How Technology Turns Online Learning ‘Cons’ Into ‘Pros’
While the concept of a virtual classroom has been around for decades, the modern online university is still in its infancy. Technology and accessibility are critical to its evolution, so as more students forgo “traditional” college for the flexibility of online courses, growth is only limited by investments in innovation and how quickly schools can adapt to the evolving needs of today’s learner.
Technology remains the biggest “pro” for online universities. Successful schools do more than simply replace the college bookstore with downloadable ebooks. Students deserve content that is accessible on every device, easy to read, and tailored specifically to their courses and degree programs.
Ashford University’s online learning suite, Constellation®, was developed as a “learning experience that is much more personalized and adaptive,” according to Steve Wainwright, Associate Vice President and Editor-In-Chief of Learning Resources for Bridgepoint Education, which owns and provides services to Ashford.
“Constellation is an ideal learning tool for an online university because it was developed from the beginning to be an experience for adult learners,” Wainwright said. “The content is ‘digital first’ and takes advantage of the Web and its multiple modes of learning, with quizzes, videos, diagnostics, and other interactive elements that enhance the student learning experience.”
Constellation has undergone a number of evolutions since its debut in 2009, and Wainwright sees personalized learning as the next step forward – specifically adaptive learning and competency-based education.

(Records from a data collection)
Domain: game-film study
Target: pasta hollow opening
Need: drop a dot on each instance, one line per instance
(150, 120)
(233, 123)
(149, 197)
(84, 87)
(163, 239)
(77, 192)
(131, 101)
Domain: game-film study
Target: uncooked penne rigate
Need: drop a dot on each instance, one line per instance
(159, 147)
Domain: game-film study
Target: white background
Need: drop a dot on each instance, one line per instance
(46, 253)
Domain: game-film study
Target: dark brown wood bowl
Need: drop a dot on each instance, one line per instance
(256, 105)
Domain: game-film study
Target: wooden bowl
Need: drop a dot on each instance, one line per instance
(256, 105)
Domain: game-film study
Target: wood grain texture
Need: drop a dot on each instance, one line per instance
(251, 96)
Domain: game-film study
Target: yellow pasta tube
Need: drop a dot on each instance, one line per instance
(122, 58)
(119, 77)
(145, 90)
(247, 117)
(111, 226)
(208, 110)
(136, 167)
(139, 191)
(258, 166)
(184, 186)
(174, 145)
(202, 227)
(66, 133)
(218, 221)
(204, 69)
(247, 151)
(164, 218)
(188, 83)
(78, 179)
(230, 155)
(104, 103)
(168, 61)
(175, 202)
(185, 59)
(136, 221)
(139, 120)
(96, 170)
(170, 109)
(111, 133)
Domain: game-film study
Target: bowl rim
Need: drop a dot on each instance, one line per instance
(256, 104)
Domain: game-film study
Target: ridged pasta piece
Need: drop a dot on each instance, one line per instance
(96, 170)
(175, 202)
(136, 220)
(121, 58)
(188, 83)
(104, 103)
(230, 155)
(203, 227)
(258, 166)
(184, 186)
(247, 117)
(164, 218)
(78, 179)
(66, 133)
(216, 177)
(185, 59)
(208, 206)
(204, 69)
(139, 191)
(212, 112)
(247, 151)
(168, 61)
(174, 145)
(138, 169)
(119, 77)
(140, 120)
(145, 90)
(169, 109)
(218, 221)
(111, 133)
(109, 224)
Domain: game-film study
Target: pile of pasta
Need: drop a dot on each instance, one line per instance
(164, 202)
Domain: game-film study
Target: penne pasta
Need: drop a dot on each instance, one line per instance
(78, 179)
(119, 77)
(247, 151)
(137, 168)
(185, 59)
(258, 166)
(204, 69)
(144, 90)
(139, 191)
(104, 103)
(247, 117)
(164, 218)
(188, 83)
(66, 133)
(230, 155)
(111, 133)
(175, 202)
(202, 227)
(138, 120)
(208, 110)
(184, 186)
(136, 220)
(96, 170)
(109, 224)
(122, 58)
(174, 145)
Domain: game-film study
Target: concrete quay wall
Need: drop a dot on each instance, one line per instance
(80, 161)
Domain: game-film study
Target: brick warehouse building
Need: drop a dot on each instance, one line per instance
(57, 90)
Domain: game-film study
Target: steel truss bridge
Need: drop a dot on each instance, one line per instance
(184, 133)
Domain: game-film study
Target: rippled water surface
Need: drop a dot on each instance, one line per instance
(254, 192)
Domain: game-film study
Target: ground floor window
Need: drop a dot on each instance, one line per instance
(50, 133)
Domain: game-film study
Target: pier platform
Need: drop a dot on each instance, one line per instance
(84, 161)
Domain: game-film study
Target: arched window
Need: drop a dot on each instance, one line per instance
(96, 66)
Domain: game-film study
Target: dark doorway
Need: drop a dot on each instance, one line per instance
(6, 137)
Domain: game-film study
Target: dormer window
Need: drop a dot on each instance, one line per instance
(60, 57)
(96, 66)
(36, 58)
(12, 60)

• EXERCISES:
A) Can you rewrite the passage of the online learning article that begins with "Constellation has undergone" and ends with "and competency-based education.", changing "debut" to "launch"?
B) Can you carry the article on online learning technology further, picking up after its final sentence?
The data has no part in what is asked here.

• ANSWERS TO THE EXERCISES:
A)
Constellation has undergone a number of evolutions since its launch in 2009, and Wainwright sees personalized learning as the next step forward – specifically adaptive learning and competency-based education.

B)
“Adaptive learning, in a nutshell, is when the content adapts based on student performance, going up a level when a student has mastered the content, or down a level when the student needs a review,” he said.
“Competency-based education is an approach to courses where students advance only by showing they have mastered a set of skills or competencies, not just because the course term is over.”
While online learning may not involve the face-to-face interaction of a classroom setting, successful schools have been able to recreate the experience through video, apps, and discussion boards, to name a few. According to Wainwright, increasing the amount of real-time information and feedback for faculty and students – based on performance and activity – can improve the overall experience.
“There is still a lot to do. We should develop more effective ways to measure learning and competency in an online classroom,” he said. “Adaptive learning systems have come a long way, but they work best in technical fields like math. We could use more tools that help in the less technical fields, like the humanities.”
Innovation and success will get you noticed, and tools such as Constellation have helped combat the stereotype that online schools are less valuable than brick-and-mortar schools. While the stigma still exists in some circles, attitudes are changing. A 2014 U.S. News & World Report article noted that perceptions about online learning began to shift dramatically when top schools such as MIT and Stanford started following the trend and offering classes over the Internet.
“It’s a very dynamic and growing field,” according to Wainwright.